Top of Excerpt

The Golden toad appears to have become extinct, along with 20 other species of toads and frogs which have disappeared since 1987.

Frogs around the world are being wiped out by what was a mystery disease until scientists at the Australian Animal Health Laboratory identified the killer as the chytrid fungus in 1998. The fungus is selective. In some places the fungus has arrived and every single frog of an entire species has died within a 12 month period. In other places there is no effect at all -- lots of frogs, some of them are even infected and certainly not dying. The fungus is responsible for at least five extinctions in Australia. It is probably the major factor in the decline of at least a couple of dozen other species. Many of our common frogs are now infected with it and are just not as common as they used to be.

The Savannah River Ecology Laboratory (SREL) began research in Rainbow Bay (USA) in 1978. This 20-year study is the longest running project of its kind in the world and is considered to be a model for the type of long-term studies that are required to understand the effects of climatic fluctuations and habitat disturbances on natural amphibian populations. Such long-term intensive studies of a single natural community have revealed that amphibian species can go through major population fluctuations from year to year and that a species dominant in some years may be almost absent in others, and vice versa. Hydroperiod (the number of days in a year that a wetland holds water) is the single most important factor that influences what species are "successful" at Rainbow Bay and how these species interact. The importance of hydroperiod is clearly evident in the amphibian community. If the hydroperiod is too short, no species reproduce successfully; if too long, then only a few species may do well. The number of species successfully reproducing in the pond and the number of young emerging from the pond appear to be highest at intermediate hydroperiods. Statistical analyses show that, due to the extreme levels of natural fluctuations in amphibian numbers, long time periods (greater than 20 years) may be necessary to identify population trends, especially if changes are subtle.

Bottom of Excerpt

■ Required action:
According to the excerpt on amphibian declines, which laboratory identified the chytrid fungus as the cause of frog deaths, and in what year?

Top of Data to examine

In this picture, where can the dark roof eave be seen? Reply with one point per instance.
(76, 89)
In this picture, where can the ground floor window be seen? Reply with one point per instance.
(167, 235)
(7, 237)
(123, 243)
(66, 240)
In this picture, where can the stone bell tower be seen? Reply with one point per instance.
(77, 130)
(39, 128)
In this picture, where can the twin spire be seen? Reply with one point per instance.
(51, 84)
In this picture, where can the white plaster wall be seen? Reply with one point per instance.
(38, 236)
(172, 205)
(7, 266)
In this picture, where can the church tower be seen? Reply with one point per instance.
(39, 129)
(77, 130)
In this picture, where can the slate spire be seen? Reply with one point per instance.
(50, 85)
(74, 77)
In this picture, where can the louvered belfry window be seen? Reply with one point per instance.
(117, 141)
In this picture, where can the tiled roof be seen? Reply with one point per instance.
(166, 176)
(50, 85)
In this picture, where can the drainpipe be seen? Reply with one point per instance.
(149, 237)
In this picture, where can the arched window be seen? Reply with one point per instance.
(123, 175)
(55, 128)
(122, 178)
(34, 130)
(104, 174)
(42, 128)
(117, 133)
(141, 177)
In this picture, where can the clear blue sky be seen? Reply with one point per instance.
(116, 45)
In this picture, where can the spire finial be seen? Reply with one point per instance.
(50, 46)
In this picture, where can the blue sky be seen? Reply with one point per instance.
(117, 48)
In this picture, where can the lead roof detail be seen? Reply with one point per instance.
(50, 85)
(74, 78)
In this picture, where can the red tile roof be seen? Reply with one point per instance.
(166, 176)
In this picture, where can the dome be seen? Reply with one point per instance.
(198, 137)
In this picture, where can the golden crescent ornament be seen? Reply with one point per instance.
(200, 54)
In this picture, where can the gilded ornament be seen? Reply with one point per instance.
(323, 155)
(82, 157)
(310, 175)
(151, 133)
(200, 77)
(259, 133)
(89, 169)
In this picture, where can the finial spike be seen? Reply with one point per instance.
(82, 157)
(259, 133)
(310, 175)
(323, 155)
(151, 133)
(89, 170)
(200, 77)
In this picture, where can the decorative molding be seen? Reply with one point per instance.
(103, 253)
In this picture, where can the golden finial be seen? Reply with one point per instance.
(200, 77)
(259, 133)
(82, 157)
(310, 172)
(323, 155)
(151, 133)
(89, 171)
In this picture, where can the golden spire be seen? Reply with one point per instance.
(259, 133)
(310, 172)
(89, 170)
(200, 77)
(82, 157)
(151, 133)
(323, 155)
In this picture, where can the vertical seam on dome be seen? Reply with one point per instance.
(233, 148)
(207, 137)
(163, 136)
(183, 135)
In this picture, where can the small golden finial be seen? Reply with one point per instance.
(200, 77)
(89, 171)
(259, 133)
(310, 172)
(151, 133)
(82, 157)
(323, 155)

Bottom of Data to examine

■ Answer for this exercise:
The Australian Animal Health Laboratory identified it in 1998.